*PASSAGE PROVIDED*
....................

Background information
- Born: Darrell DeShawn Camp August 29, 1966 (age 59)
- Origin: Perryville, Arkansas, US
- Genres: Country, bluegrass, Americana
- Occupation: Singer-songwriter
- Instruments: Vocals, guitar, fiddle
- Years active: 1991–present
- Labels: Reprise, Skeeterbit, Oh Boy
- Member of: The Earls of Leicester
- Partner: Lisa Stewart (2021-2023)
- Website: shawncamp.com

= Shawn Camp (singer) =

American singer-songwriter

Darrell DeShawn Camp (born August 29, 1966) is an American musician who performs country and Americana music. Originally signed to Reprise Records in 1993 as a recording artist, Camp charted two minor singles on the U.S. Billboard Hot Country Singles & Tracks charts that year. Since then he has found success as a songwriter, having co-written hit singles for many country music artists, including Willie Nelson, Garth Brooks, Josh Turner, Brooks & Dunn, and Blake Shelton, although he continues to record his own material as well. The 2023 Grammy Awards presented Willie Nelson's A Beautiful Time with "Country Album of The Year". The title cut, along with album cut, "We're Not Happy ('Til You're Not Happy)", were both penned by Camp.

==Biography==
Camp was raised in Perryville, Arkansas by a musical family. In 1987, he moved to Nashville and worked in the backing bands of acts including The Grand Prairie Boys, Osborne Brothers, Alan Jackson, Suzy Bogguss, and Trisha Yearwood. In 1991, he was signed to Reprise Records, with two minor Top 40 singles charting in 1993. The first of these, "Fallin' Never Felt So Good", was previously recorded by Dude Mowrey.

Camp recorded a second album for Reprise, but never released it due to creative differences. He then began writing for other artists. Camp's first Number One as a songwriter came in early 1998, when Garth Brooks reached the top of the Billboard country charts with "Two Piña Coladas", a song co-written by Camp. Later in the same year, Brooks & Dunn reached Number One with "How Long Gone", another Camp co-write.

....................

*TASK GOAL*
Continue the Shawn Camp biography from its final sentence, keeping the same encyclopedic style.

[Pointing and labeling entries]
....................

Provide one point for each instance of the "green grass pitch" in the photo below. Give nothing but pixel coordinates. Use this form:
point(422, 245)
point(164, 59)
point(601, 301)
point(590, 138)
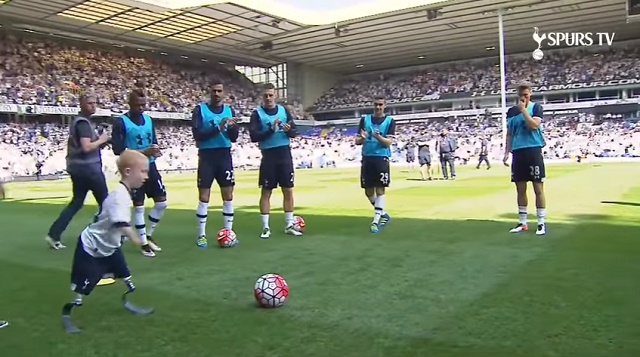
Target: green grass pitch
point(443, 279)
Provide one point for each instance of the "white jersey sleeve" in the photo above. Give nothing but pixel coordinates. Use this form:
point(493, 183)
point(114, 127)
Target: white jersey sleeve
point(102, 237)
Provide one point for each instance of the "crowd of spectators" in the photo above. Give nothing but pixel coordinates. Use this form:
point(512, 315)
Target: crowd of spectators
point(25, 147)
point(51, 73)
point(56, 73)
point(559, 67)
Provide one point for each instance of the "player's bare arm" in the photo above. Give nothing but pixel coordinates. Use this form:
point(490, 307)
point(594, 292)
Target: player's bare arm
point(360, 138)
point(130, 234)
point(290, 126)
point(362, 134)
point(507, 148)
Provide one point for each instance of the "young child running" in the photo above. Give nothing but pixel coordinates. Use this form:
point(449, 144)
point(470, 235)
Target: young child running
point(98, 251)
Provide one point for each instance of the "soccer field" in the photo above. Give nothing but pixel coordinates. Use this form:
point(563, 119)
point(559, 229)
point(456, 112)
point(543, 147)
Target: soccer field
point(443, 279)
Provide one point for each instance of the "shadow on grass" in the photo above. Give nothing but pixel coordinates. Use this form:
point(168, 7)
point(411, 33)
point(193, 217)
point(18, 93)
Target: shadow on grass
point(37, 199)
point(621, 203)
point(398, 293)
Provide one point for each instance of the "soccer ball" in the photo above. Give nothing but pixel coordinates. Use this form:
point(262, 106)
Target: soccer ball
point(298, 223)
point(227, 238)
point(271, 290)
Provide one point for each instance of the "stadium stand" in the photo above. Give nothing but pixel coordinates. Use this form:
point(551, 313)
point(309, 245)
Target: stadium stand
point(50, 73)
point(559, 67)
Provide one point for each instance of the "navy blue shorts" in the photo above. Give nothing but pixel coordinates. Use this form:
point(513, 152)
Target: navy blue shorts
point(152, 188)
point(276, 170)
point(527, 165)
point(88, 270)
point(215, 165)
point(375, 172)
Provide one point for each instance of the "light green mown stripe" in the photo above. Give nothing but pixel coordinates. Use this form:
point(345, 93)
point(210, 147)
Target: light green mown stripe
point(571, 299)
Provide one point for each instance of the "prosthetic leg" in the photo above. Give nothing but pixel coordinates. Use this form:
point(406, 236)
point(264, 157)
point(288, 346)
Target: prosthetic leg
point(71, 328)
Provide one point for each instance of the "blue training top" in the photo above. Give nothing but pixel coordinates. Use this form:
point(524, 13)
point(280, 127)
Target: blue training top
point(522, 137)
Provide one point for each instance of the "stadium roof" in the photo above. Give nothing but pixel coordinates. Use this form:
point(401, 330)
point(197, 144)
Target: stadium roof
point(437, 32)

....................

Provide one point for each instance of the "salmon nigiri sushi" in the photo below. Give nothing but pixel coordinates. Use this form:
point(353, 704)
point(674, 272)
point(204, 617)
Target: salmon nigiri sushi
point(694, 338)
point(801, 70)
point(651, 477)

....................

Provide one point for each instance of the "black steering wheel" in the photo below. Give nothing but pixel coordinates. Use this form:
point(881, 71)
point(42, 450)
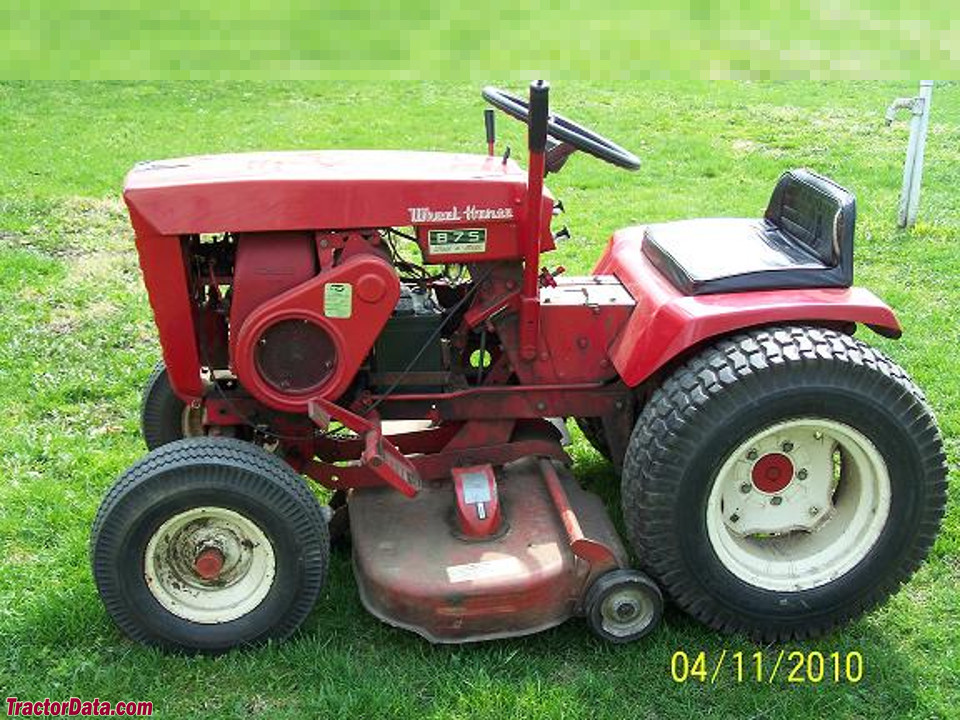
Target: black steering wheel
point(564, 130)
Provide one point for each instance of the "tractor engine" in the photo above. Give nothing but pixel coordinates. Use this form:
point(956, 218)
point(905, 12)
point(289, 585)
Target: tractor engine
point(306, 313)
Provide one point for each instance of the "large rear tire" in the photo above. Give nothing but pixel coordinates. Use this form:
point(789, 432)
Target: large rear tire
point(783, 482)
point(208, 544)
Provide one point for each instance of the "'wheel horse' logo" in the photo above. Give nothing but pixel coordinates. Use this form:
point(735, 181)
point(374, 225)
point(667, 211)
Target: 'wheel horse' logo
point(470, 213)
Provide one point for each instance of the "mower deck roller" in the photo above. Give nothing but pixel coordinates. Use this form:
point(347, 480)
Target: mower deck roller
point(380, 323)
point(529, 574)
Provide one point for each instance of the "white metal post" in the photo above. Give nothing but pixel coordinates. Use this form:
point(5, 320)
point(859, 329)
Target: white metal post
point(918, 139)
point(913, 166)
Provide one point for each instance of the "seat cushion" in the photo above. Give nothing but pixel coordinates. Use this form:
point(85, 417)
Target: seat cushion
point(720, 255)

....................

*TASK OUTPUT*
Camp released Lucky Silver Dollar in 2001. In 2006, he was nominated as Songwriter of the Year by the Society for the Preservation of Bluegrass Music; also, Billboard ranked him No.10 on their 2006 list of Hot Country Songwriters. In the same year, two songs co-written by Camp entered the country charts: "Nobody But Me" by Blake Shelton, and "Would You Go with Me" by Josh Turner, which peaked at No.4 and No.1, respectively, on the Billboard U.S. Hot Country Songs charts. Camp also co-wrote Turner's 2007 single "Firecracker", George Strait's 2008 single "River of Love", and Billy Currington's 2011 single "Love Done Gone".

Since early 2007, Camp had been collaborating with country singer-songwriter Loretta Lynn writing songs such as "I'm Dyin' for Someone to Live For" and "I'm More Alone When I'm With You" together. Camp has featured some of the photographs taken at the Cash Cabin Studio in Hendersonville, Tennessee which many believe means he is going to be duetting on some of Lynn's upcoming albums. The pair usually wrote together at Lynn's home in Hurricane Mills, Tennessee (known as The Loretta Lynn Dude Ranch.)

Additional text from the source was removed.